** Prompt **
Could you update the data from the line containing "Practice. Indicate each instance of the tire" through the line containing "x=494, y=130", inclusive, so that "sample" becomes "example" with nothing else changed, and return only those lines?

** Task input **

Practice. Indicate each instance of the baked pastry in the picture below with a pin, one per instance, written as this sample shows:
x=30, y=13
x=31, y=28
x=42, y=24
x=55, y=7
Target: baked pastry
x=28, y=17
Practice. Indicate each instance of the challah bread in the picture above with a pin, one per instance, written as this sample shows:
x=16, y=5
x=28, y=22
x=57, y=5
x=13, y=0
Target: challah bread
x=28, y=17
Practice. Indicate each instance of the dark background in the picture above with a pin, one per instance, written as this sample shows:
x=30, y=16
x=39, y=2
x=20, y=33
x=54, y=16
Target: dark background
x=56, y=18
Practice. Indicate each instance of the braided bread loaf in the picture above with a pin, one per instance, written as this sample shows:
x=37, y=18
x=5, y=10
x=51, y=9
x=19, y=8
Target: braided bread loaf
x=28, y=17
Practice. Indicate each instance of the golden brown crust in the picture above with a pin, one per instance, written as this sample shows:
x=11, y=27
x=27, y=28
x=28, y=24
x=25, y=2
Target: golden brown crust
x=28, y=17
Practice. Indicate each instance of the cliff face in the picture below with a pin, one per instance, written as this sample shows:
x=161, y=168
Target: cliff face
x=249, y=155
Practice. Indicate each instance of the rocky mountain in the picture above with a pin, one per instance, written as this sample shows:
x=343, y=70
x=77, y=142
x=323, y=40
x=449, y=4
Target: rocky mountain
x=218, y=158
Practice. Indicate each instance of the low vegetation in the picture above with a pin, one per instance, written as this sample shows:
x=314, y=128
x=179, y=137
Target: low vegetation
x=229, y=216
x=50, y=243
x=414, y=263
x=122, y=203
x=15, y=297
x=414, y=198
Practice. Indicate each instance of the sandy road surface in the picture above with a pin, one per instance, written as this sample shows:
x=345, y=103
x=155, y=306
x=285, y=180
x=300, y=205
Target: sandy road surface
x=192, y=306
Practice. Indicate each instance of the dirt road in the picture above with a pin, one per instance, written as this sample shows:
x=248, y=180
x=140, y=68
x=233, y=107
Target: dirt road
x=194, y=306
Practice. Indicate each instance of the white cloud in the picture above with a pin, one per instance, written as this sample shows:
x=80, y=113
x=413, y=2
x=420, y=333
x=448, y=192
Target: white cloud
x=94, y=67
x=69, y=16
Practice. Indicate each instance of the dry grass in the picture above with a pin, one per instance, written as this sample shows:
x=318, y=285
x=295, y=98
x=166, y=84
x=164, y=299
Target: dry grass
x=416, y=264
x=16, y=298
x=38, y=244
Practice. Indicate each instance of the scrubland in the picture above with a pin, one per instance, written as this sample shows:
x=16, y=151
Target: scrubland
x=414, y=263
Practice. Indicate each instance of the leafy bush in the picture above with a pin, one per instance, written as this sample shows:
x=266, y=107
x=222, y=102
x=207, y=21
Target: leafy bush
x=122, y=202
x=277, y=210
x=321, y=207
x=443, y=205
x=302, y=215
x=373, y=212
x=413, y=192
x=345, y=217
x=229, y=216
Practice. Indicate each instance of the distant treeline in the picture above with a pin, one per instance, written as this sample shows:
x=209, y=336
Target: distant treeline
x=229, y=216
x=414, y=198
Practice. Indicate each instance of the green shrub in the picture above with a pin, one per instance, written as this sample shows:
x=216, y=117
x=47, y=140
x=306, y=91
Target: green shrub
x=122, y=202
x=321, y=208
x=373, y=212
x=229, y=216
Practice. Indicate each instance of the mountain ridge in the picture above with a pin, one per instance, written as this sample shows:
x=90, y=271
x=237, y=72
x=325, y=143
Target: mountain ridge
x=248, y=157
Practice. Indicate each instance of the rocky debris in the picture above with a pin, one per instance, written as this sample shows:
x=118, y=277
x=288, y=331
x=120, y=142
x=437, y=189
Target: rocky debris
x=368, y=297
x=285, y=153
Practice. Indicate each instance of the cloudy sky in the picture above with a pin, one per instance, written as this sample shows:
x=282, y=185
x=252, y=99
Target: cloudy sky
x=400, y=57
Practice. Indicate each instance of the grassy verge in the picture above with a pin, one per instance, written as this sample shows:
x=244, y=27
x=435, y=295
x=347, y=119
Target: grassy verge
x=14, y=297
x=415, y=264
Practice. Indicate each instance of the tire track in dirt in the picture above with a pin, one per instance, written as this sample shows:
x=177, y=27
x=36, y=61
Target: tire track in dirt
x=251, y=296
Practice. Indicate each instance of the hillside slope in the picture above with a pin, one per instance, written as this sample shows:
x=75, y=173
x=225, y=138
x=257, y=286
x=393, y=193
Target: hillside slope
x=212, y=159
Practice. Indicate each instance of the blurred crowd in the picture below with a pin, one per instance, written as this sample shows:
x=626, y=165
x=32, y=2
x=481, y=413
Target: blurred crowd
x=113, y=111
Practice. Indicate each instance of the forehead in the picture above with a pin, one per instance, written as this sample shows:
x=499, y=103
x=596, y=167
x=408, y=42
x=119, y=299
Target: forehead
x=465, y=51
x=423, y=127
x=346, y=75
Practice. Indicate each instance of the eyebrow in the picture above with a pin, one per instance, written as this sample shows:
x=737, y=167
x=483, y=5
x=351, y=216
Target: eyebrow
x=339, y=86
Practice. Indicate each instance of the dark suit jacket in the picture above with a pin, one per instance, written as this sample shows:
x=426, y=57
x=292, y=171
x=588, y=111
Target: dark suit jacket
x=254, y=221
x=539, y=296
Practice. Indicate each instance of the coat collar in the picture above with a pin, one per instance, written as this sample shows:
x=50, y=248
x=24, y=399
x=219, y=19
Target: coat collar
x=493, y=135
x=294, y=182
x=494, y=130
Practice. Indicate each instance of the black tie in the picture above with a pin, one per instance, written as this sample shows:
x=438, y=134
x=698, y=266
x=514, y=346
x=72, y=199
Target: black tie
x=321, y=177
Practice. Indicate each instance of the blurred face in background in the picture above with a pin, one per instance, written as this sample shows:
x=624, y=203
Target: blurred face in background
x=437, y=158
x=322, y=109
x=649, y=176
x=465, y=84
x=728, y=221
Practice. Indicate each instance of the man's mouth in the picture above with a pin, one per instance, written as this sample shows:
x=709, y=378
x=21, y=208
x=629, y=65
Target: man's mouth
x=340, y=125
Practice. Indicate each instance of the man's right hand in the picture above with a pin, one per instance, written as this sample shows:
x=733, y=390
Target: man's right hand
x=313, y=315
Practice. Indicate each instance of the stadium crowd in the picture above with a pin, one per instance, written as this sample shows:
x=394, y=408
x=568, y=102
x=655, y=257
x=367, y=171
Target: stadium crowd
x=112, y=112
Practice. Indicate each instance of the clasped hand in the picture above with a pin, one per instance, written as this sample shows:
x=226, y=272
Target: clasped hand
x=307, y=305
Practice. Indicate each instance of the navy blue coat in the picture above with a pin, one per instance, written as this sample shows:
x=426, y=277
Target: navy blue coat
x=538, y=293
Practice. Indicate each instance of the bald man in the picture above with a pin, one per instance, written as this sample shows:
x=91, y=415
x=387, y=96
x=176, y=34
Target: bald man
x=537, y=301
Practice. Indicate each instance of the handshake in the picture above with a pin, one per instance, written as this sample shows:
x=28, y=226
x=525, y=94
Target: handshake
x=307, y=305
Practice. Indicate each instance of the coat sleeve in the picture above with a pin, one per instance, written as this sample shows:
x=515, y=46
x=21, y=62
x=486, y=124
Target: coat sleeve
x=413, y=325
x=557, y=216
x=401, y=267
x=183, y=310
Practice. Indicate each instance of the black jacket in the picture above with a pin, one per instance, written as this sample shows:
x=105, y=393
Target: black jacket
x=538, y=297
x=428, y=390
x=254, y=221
...
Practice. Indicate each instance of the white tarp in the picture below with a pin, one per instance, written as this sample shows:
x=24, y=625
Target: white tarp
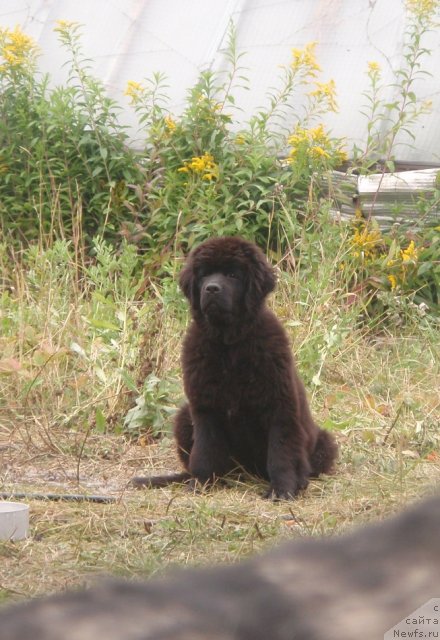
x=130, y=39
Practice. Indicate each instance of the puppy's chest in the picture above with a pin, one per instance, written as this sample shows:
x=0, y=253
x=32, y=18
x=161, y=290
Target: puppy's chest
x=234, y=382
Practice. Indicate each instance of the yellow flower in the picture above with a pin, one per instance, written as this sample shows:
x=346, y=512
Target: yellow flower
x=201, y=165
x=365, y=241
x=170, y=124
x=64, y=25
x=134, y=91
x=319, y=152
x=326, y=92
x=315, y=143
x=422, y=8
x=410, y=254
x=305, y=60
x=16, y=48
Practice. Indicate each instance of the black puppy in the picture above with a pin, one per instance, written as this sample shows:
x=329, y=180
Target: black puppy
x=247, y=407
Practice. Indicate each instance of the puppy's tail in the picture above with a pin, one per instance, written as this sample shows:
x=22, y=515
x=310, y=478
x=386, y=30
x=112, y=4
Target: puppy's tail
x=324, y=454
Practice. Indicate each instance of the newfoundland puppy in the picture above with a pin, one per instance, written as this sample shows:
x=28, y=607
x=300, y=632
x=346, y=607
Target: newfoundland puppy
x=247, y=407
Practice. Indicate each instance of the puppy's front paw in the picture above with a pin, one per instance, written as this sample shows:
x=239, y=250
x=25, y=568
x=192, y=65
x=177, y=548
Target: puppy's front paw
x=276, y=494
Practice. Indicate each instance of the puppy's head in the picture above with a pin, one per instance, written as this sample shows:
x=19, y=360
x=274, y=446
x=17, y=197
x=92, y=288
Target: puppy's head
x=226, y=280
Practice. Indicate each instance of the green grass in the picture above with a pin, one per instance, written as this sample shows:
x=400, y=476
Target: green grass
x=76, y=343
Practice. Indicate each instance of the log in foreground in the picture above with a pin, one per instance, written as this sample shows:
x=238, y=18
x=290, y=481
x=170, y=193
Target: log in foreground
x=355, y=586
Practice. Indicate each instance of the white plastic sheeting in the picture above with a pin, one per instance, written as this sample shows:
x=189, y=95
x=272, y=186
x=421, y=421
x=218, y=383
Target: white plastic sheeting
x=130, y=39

** Correct result **
Practice. Indicate each instance of the tire track in dirt in the picture above with a pin, one per instance, written as this example shows:
x=177, y=27
x=36, y=61
Target: tire track in dirt
x=251, y=296
Practice. Indicate each instance of the hillside slope in the picture above with a pin, one per instance, written as this example shows:
x=75, y=173
x=225, y=138
x=257, y=286
x=393, y=193
Target: hillside slope
x=212, y=159
Practice. Indicate each instance of the blurred crowd in the picture below with a pin, one per instance, written as this example shows:
x=626, y=165
x=32, y=2
x=481, y=413
Target: blurred crowd
x=113, y=111
Practice. Indicate each instance of the forehead in the picture above with a pin, one per instance, written as this example shows:
x=499, y=103
x=596, y=167
x=408, y=42
x=119, y=299
Target: forehead
x=465, y=51
x=423, y=127
x=346, y=75
Practice. Indicate each instance of the eyebrow in the picture above with a pin, one per instance, written as this example shows:
x=737, y=167
x=483, y=5
x=351, y=216
Target: eyebrow
x=339, y=86
Practice. Indicate each instance of the dark suit jacket in the picture above with a pin, one per instance, written as this example shows:
x=426, y=57
x=292, y=171
x=588, y=111
Target: dark suit jacket
x=254, y=221
x=539, y=296
Practice. Indicate each instance of the coat collar in the picture above with a pin, one per instance, written as this example shows:
x=50, y=248
x=24, y=399
x=219, y=19
Target: coat collar
x=493, y=135
x=294, y=182
x=494, y=130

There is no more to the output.